### TASK STATEMENT
Using the election blog post on District 65, state what share of voters the Sotsintel Institute poll found ready to support Volodymyr Lytvyn.

### SELECTED EXCERPT
—————
You're reading: Election 2012 blog: Hot race in District 65 as speaker runs in Zhytomyr Oblast

 Where: Novograd-Volynskiy, Zhytomyr Oblast

Polling stations: 279

Number of voters: 160,539

Number of candidates: 7

Remarks: Home base of Speaker Volodymyr Lytvyn

It’s no accident
that this constituency in central Ukraine has just half the regular
number of candidates compared to the national average in 225
constituencies. Parliament Speaker Volodymyr Lytvyn is a native of
this area. He’s been throwing money at it for years to prepare a
good landing platform for this election, so few candidates believe
they have a chance.

More than 42 percent
of the voters are prepared to support him here, according to a local
poll by Sotsintel Institute conducted this month. The next strongest
candidate, Batkivshchyna member and retired colonel Vitaliy Frantsuz,
is lagging way behind with 17.6 percent of support.

Lytvyn’s People’s
Party is a part of the pro-government majority along with the
pro-presidential Party of Regions and Communist Party. But his party
has lost popularity and has chosen not to run in the proportional
race.

Lytvyn’s chosen
majority constituency covers the town of Novograd-Volynskiy, and four
districts in Zhytomyr Oblast. They all have received unprecedented
subsidies from the national budget this year, courtesy of Lytvyn –
Hr 95 million, as a result of the budgeting process and amendments
made to the budget in April.

Leading online
newspaper Ukrainska Pravda also conducted
an investigation earlier this year, which showed that Lytvyn made at
least 17 business trips to his constituency between July 2011 and May
2012 on taxpayers money, a fact that the Verkhovna Pada staff
confirmed in a written statement to the paper.

On these trips
Lytvyn met with teachers and medical
workers and doled out little gifts like bicycles for local medical
workers, according to media reports.
—————
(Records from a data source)
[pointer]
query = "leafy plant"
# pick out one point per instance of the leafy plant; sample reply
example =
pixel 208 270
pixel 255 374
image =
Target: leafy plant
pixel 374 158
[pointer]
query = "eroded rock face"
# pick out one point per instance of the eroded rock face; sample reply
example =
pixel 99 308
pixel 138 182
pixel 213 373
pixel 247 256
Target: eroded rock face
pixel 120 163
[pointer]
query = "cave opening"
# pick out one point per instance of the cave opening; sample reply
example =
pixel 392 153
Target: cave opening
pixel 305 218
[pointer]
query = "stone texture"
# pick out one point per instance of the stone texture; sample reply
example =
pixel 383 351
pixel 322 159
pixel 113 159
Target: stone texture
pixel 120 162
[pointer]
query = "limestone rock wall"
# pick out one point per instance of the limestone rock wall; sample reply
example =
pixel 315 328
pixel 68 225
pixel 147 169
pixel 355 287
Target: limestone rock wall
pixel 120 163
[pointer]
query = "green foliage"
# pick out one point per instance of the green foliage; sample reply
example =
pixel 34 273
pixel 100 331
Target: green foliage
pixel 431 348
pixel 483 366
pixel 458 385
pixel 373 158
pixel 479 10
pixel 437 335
—————
### TASK SOLUTION
More than 42 percent